Conversation at a recent meetup with motorhoming friends turned to continental travel. We’ve been taking various campervans to the continent for around 30 years, so I thought it might be good to jot down some of the things we’ve learnt in that time.
Where to go
There’s no right answer. We’ve most often gone to France, but have also visited Spain, Portugal, Hungary, Slovakia, Czech Republic, Germany, Belgium, Luxembourg, Holland, Italy, Switzerland, Austria, and Andorra. For us the default destination is the west coast of France. We particularly like to travel down until it gets warm, maybe in the Vendée (around Saint-Jean-de-Monts) or the Gironde (Lac Hourtin). The Camargue is pretty exotic (Saintes-Maries-de-la-Mer) and the Pyrenees are impressive both on the French and Spanish sides – we’ve been to Camping Rio Ara in Torla Ordesa a couple of times.
France is campervan heaven, and that’s what I will mostly talk about here.
-- -- --
= Task description =
Translate this sentence from the campervan travel piece into Spanish: "France is campervan heaven, and that's what I will mostly talk about here." The items that follow have nothing to do with the campervan travel piece above.

Source records:
-- -- --
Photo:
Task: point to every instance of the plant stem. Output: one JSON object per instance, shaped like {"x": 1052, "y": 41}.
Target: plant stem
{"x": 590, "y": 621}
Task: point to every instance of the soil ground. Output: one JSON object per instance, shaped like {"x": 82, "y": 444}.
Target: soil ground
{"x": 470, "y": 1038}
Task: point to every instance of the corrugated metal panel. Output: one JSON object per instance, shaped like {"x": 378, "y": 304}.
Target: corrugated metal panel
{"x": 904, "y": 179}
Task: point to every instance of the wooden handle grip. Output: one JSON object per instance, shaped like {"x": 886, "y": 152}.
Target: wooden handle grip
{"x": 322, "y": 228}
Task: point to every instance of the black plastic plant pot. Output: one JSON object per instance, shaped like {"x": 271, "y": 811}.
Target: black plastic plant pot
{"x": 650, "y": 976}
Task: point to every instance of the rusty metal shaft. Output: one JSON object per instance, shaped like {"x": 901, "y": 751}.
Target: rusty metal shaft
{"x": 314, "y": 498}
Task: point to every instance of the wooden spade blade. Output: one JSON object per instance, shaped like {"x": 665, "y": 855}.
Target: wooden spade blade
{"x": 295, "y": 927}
-- -- --
= Expected output =
Francia es el paraíso de las furgonetas camper, y de eso es de lo que hablaré principalmente aquí.